— Given records —
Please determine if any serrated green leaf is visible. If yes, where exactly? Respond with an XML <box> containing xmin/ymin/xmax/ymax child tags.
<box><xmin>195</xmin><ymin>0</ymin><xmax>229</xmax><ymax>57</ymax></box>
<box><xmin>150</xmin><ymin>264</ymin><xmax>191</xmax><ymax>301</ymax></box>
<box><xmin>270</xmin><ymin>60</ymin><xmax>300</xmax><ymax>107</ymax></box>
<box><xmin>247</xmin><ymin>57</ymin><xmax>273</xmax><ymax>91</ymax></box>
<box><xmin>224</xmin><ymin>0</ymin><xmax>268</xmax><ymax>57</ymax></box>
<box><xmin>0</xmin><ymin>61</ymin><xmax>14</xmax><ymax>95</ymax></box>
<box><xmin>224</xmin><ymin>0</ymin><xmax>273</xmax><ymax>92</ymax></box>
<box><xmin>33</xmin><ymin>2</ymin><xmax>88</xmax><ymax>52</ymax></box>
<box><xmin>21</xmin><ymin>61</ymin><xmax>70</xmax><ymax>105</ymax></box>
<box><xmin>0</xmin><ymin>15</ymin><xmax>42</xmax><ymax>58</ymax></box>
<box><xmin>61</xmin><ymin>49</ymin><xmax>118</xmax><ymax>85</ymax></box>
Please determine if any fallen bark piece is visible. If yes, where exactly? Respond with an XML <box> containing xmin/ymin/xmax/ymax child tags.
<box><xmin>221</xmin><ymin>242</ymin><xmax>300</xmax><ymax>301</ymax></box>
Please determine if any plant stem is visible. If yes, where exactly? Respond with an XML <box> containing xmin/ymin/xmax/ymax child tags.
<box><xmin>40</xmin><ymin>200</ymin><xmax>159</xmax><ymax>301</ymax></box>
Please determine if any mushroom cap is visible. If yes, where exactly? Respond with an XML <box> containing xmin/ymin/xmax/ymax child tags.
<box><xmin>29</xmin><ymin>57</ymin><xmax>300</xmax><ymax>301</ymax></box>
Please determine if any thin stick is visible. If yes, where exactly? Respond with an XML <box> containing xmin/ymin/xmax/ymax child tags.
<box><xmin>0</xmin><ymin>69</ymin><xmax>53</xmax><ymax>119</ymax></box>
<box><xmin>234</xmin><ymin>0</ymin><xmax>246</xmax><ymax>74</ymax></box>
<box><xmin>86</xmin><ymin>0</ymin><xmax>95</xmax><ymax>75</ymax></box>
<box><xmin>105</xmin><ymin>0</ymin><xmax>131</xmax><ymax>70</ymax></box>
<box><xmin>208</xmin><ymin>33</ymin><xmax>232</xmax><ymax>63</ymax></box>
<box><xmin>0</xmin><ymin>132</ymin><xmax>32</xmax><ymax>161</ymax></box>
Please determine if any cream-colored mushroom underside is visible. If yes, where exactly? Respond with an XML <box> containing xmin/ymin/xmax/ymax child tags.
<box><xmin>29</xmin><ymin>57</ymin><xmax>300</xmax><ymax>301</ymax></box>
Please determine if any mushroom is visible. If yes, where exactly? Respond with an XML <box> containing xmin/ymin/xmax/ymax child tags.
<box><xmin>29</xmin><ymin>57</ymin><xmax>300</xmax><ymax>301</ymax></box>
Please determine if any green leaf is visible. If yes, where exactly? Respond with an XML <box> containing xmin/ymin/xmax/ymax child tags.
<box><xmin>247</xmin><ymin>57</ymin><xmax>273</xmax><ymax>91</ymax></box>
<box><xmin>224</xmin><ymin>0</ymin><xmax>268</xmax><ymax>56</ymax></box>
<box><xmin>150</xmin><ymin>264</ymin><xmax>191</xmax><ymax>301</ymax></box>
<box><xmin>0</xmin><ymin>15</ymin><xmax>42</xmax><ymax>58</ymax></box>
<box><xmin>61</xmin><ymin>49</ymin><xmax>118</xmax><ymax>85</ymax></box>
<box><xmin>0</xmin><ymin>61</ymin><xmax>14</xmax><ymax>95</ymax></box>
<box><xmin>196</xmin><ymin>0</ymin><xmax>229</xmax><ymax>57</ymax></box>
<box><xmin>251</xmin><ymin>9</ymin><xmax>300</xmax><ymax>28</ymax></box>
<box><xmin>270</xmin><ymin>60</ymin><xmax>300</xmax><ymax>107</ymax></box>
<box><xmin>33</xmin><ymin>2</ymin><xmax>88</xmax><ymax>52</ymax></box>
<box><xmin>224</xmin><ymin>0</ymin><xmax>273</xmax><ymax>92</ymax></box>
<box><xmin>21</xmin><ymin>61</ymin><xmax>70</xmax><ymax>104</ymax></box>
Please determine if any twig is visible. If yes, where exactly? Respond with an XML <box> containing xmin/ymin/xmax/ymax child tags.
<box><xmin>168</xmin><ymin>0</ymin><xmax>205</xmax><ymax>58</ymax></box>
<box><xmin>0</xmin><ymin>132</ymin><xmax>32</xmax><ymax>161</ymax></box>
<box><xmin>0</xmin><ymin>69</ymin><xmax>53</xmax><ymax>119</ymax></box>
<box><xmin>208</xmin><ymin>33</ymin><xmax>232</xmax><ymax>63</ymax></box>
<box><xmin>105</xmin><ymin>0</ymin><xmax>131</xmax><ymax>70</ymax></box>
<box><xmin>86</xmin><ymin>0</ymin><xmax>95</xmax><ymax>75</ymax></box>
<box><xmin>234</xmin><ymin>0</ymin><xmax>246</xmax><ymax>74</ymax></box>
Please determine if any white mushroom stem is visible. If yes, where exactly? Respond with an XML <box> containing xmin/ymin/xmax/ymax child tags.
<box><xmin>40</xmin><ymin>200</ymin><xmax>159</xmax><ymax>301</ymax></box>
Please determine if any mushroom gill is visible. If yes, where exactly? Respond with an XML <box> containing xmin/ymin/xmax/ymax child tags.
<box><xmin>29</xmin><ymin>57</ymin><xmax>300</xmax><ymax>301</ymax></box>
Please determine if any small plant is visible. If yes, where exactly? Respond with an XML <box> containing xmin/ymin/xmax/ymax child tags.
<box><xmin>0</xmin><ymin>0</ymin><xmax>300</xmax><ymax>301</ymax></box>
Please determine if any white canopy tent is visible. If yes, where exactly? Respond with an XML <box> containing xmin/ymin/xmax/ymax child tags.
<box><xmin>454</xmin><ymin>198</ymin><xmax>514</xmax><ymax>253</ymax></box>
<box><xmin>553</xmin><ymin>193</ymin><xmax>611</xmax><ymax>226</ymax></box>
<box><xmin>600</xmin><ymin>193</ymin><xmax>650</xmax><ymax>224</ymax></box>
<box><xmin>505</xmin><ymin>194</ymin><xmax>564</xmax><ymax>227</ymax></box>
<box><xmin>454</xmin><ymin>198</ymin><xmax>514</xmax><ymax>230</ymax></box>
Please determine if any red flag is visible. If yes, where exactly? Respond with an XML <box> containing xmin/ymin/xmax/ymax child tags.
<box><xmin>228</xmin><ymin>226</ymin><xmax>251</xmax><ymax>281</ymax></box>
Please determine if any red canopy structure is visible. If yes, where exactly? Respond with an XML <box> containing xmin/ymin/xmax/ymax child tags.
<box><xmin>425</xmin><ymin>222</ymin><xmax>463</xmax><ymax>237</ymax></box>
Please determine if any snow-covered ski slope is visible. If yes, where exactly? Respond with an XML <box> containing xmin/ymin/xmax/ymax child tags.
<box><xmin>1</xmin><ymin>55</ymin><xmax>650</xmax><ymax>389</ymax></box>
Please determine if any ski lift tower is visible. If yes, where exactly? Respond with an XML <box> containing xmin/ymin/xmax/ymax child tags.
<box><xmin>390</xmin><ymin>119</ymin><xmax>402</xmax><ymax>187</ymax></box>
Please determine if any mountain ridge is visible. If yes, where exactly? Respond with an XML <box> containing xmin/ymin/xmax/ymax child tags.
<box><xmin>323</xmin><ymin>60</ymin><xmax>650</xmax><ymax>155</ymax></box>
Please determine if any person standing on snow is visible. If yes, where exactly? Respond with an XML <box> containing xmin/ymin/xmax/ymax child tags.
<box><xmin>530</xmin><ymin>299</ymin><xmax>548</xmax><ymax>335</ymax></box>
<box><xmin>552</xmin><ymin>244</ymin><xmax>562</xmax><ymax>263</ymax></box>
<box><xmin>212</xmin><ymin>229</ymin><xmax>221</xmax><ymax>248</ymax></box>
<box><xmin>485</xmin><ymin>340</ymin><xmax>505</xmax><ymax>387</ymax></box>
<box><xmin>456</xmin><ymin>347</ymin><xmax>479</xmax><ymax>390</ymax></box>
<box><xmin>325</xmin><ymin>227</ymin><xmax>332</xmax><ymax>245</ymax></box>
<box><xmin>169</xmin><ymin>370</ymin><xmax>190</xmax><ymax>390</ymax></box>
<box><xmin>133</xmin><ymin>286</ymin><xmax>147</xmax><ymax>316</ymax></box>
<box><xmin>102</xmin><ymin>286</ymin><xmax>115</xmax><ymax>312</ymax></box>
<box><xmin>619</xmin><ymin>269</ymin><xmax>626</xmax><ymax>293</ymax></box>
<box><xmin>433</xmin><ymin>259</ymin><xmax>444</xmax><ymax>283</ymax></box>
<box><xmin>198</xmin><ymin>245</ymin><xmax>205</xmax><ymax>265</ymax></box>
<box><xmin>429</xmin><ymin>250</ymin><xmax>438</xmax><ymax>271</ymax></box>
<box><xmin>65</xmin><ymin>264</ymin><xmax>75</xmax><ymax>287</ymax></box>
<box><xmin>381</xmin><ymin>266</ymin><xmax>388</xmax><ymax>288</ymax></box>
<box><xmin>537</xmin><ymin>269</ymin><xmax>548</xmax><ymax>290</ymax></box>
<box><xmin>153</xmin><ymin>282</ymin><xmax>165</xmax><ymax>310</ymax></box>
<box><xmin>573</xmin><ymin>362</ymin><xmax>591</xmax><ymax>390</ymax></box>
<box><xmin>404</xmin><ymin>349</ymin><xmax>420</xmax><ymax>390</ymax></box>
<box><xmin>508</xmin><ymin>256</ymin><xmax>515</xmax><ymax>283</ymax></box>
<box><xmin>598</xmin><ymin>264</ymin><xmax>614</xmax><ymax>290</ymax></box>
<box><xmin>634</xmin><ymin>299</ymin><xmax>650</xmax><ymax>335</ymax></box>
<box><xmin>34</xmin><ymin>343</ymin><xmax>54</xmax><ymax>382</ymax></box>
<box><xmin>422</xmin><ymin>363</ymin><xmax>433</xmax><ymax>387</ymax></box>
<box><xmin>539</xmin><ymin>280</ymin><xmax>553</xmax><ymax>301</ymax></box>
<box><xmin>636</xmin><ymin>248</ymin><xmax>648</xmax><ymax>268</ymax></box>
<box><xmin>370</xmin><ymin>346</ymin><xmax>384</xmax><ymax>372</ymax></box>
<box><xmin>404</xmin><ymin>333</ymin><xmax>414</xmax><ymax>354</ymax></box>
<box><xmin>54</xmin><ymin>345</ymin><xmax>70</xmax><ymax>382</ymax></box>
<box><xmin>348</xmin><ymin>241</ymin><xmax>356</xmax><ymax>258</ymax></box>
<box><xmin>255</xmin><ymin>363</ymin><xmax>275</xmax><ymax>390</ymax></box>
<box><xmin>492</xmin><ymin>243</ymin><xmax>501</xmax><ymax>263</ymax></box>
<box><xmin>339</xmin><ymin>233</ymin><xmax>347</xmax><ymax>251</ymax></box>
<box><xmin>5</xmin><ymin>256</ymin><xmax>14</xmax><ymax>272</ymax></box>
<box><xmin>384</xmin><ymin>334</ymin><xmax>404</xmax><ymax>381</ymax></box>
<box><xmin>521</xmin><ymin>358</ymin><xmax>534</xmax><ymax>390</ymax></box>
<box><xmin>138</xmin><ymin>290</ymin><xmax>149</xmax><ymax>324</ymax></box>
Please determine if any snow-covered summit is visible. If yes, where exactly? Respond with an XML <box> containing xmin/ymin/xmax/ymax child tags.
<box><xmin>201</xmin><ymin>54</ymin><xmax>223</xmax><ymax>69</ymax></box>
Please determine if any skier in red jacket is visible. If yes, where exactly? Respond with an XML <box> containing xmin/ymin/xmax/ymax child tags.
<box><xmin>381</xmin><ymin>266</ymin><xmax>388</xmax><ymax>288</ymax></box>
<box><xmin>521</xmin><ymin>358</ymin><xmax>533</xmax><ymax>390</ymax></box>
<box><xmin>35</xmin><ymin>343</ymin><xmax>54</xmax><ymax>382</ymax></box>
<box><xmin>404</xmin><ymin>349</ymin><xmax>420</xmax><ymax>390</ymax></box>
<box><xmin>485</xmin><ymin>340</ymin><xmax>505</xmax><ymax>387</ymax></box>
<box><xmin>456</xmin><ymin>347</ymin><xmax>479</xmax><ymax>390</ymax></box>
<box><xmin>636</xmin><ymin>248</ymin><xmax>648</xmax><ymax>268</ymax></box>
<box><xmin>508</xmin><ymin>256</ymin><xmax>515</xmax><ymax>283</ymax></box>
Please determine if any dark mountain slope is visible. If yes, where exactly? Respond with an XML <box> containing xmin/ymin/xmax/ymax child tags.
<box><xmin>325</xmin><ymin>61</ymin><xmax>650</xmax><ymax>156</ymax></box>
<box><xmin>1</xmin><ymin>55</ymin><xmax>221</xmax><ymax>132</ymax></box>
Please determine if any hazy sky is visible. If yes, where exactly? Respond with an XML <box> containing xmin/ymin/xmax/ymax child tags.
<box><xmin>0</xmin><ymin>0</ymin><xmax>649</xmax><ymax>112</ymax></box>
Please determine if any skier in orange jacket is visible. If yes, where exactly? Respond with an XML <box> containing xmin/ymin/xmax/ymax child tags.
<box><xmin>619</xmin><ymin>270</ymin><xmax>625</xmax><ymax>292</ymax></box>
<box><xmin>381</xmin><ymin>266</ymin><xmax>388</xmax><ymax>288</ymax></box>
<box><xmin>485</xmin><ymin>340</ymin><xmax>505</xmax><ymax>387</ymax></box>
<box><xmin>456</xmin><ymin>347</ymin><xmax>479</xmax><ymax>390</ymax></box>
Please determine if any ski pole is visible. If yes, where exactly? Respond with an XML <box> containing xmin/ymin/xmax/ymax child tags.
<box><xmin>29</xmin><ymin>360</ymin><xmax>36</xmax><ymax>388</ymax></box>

— Problem to solve —
Extract every line in the entries above that contains the word "jacket".

— Completed exercise —
Please determine if any skier in red jacket is visible. If yes, where exactly? Respond with an XML <box> containing xmin/ymin/xmax/ymax child tags.
Please determine if any skier in orange jacket is visible. If yes, where exactly? Respond with an XML <box> containing xmin/ymin/xmax/ymax child tags.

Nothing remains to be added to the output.